→ Complete the following:
1) Return the passage from the essay on teacher observations and traffic stops from "I left my house" to "was sitting inside.", copied word for word.
2) Carry the essay comparing a teacher observation with a traffic stop forward from its last sentence.

Teacher Observations & Traffic Stops- If They Want to Get You, They’ll Get You.

Teacher Observation and Traffic Stops

Two scenarios. One of someone taking a drive past a police cruiser in BLUE and One of a teacher preparing for a class lesson observation by their administrator in RED.

I left my house and walked down to my car that was parked in my driveway. I was going to take a drive.

I walked into my classroom and prepared for today’s lesson. I was going to educate.

On the corner of the intersection I saw a police cruiser parked. The officer was sitting inside.

My administrator told me they were coming in to observe me today.

Knowing the police officer was in view, I walked around the car and made sure there were no objects that I was going to back into. I always followed the rules of the road, but I wanted to be extra careful.

Knowing my administrator was coming to observe me, I made sure my lesson plan was printed, the board had necessary information and the classroom was clean. I was considered an effective teacher, but I wanted to be extra careful.

I got into my car, put on my seatbelt, adjusted mirrors, seat and began slowly backing up. Placing the car into drive, I made sure to perform a hand over hand motion on the wheel and fully stop at the stop sign. I made sure my blinker indicated my right turn and looked both ways as I could feel the officer glare at my every move through his sunglasses. My hands were at the 10 and 2 mark.

→ Source excerpt:

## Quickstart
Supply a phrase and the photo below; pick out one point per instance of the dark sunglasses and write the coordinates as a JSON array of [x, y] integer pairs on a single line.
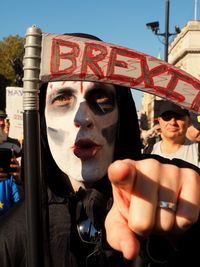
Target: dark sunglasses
[[169, 116], [87, 232]]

→ Answers:
1)
I left my house and walked down to my car that was parked in my driveway. I was going to take a drive.

I walked into my classroom and prepared for today’s lesson. I was going to educate.

On the corner of the intersection I saw a police cruiser parked. The officer was sitting inside.

2)
My middle school class entered and I greeted them at the door.  “Don’t forget we have a visitor today…best behavior” I mumbled through clenched teeth. In comes Ms. Adams, my assistant principal. The Do Now was on the board, the students were quietly working on the problem as I went around collecting home work. We started the lesson and the students were engaged asking and answering questions.

I drove about a block and felt I was in the clear when all of a sudden “Woop Woop!” “Pull over!

I sat for the post observation with Ms. Adams feeling pretty good .

Officer: “I’m giving you a ticket!

Ms. Adams: “I’m giving you an Ineffective Rating for that lesson

Me: “What for?”

Officer: “New York State Traffic Law Article 33 Section 1213 Obstruction to driver’s view or driving mechanism

Ms. Adams: “Danielson’s Framework for Teaching Rubric Domain 1e - Designing Coherent Instruction

Me: “What??”

Officer: “It appears you have your cellphone suctioned to your windshield and it’s obstructing your view of the road. Here’s your ticket. Have a nice day.”

Ms. Adams: “Sally stared out the window at one point. Your lesson was apparently not coherent and engaging and Sally did not answer any of your questions. At one point she was just blurting out answers. Unsatisfactory.”

Moral of the Story: When they want to get you…they will get you, no matter what you do. The Danielson Framework was not supposed to be used as a “Gotcha System”. If you are targeted by an administrator file an Article 23 Special Complaint and check out Educator Survival Guide.

References:

Danielson Framework for Teaching

NY Code – Vehicle and Traffic

My First and Only Unsatisfactory Observation

The New Annual Professional Performance  Review (APPR) Principal and Teacher Evaluation is being published by NYS Education Commissioner Dr. John King  Jr. on June 1, 2013. Posted below. 60% of a teacher’s rating will be based on objective observations using the Danielson Framework.

http://www.oms.nysed.gov/press/nyc-appr-plan.html

About Francesco Portelos

Parent and Educator fighting for the student and the teacher.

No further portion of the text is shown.